▸ **Task details**:
Switch every "keypoint" in the records below to "marker", and write all the lines out again with nothing else changed.

--- start Record excerpts ---

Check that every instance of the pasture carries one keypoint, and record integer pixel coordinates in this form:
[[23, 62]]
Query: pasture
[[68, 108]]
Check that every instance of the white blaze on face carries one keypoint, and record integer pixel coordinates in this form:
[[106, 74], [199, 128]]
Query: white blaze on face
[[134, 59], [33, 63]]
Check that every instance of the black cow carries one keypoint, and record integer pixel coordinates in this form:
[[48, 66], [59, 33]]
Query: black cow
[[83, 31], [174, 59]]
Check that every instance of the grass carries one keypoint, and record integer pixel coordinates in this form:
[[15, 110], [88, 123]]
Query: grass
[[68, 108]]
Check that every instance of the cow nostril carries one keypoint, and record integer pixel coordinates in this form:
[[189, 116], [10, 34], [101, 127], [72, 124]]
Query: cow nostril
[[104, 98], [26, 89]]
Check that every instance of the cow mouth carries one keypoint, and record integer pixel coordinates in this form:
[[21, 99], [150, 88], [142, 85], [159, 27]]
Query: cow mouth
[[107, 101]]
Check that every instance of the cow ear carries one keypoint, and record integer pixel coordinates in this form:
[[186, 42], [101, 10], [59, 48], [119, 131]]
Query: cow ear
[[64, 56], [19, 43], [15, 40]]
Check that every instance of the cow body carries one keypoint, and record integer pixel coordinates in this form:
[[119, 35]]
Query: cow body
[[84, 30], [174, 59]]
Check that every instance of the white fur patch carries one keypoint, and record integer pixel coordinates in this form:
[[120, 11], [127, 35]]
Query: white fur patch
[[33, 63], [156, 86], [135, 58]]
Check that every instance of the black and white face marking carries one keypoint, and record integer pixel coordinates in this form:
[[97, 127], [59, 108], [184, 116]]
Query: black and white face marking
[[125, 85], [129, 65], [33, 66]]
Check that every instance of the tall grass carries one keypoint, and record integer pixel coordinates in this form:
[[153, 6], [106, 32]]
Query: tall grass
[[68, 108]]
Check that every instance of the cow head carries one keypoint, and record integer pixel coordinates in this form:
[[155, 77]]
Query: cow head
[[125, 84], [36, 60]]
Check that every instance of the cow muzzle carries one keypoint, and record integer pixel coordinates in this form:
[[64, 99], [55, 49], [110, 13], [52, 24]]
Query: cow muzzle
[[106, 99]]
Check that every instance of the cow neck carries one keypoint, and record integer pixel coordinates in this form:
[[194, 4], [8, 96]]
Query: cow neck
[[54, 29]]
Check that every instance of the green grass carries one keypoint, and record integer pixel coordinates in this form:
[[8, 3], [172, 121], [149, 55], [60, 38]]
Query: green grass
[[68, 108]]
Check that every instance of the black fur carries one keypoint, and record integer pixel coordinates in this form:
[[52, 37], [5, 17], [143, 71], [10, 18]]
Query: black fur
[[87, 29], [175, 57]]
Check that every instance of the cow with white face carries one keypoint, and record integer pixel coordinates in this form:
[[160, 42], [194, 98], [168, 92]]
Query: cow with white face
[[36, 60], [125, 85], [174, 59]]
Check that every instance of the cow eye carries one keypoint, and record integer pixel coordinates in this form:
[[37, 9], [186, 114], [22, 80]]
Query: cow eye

--- end Record excerpts ---

▸ **Result for this task**:
Check that every instance of the pasture carries one marker, and record integer pixel coordinates in this form:
[[23, 62]]
Query: pasture
[[68, 108]]
Check that every instance of the white blaze on face carries one marker, and record integer pixel coordinates in this form:
[[106, 74], [199, 128]]
Query: white blaze on face
[[134, 59], [33, 63]]
Check that every instance of the black cow carries one marker, and record integer pixel coordinates in this form:
[[48, 66], [59, 33]]
Query: black cow
[[83, 31], [174, 59]]
Check that every instance of the grass carries one marker, and record integer pixel coordinates in this form:
[[15, 110], [88, 123]]
Query: grass
[[68, 108]]
Check that every instance of the cow nostril carries one marker, and record integer pixel coordinates in this form:
[[189, 116], [10, 34], [101, 127], [72, 124]]
Query: cow nostril
[[104, 98], [26, 89]]
Check that every instance of the cow mouth carries one marker, and record integer pixel coordinates in this form:
[[21, 99], [150, 88], [142, 85], [159, 27]]
Query: cow mouth
[[107, 101]]
Check that every instance of the cow ear carries one marker, and record integer pixel coordinates in this form:
[[186, 42], [101, 10], [59, 48], [119, 131]]
Query: cow ear
[[64, 56], [19, 43], [15, 40]]
Check that every instance of the cow body carries one marker, and record integer pixel coordinates in this form:
[[119, 35]]
Query: cow body
[[84, 30], [174, 59]]
Check that every instance of the white fur patch carries one marker, and record integer pixel coordinates in this form:
[[120, 11], [127, 35]]
Query: white fur patch
[[33, 63], [156, 86], [135, 58]]
Check that every instance of the black and white face marking carries one marker, and record integer pixel coordinates in this form:
[[97, 127], [59, 108], [184, 116]]
Query: black and white face marking
[[125, 85], [129, 65], [33, 66]]
Check that every instance of the tall grass carries one marker, and record integer pixel coordinates in this form:
[[153, 6], [106, 32]]
Query: tall grass
[[68, 108]]
Check that every instance of the cow head carries one marker, and record integer pixel coordinates in this form:
[[155, 77]]
Query: cow head
[[125, 84], [36, 60]]
Check that every instance of the cow muzzle carries one marker, and record integer pixel coordinates in this form:
[[64, 99], [55, 49], [110, 13], [52, 24]]
Query: cow muzzle
[[106, 99]]
Check that every instance of the cow neck carries one marker, and record integer pixel coordinates in this form:
[[194, 4], [8, 96]]
Query: cow neck
[[54, 29]]
Check that every instance of the green grass carries one marker, and record integer pixel coordinates in this form:
[[8, 3], [172, 121], [149, 55], [60, 38]]
Query: green grass
[[68, 108]]
Check that every instance of the black fur carries one marker, and record integer pixel coordinates in this form:
[[52, 37], [5, 17], [143, 71], [10, 18]]
Query: black fur
[[87, 29], [175, 57]]
Check that every instance of the cow with white face carries one marker, and record integer pixel coordinates in this form:
[[160, 42], [194, 98], [168, 92]]
Query: cow with white face
[[36, 60], [125, 85], [174, 59]]
Check that every instance of the cow eye carries one marker, and record integer pixel coordinates in this form:
[[37, 9], [186, 114], [22, 80]]
Query: cow eye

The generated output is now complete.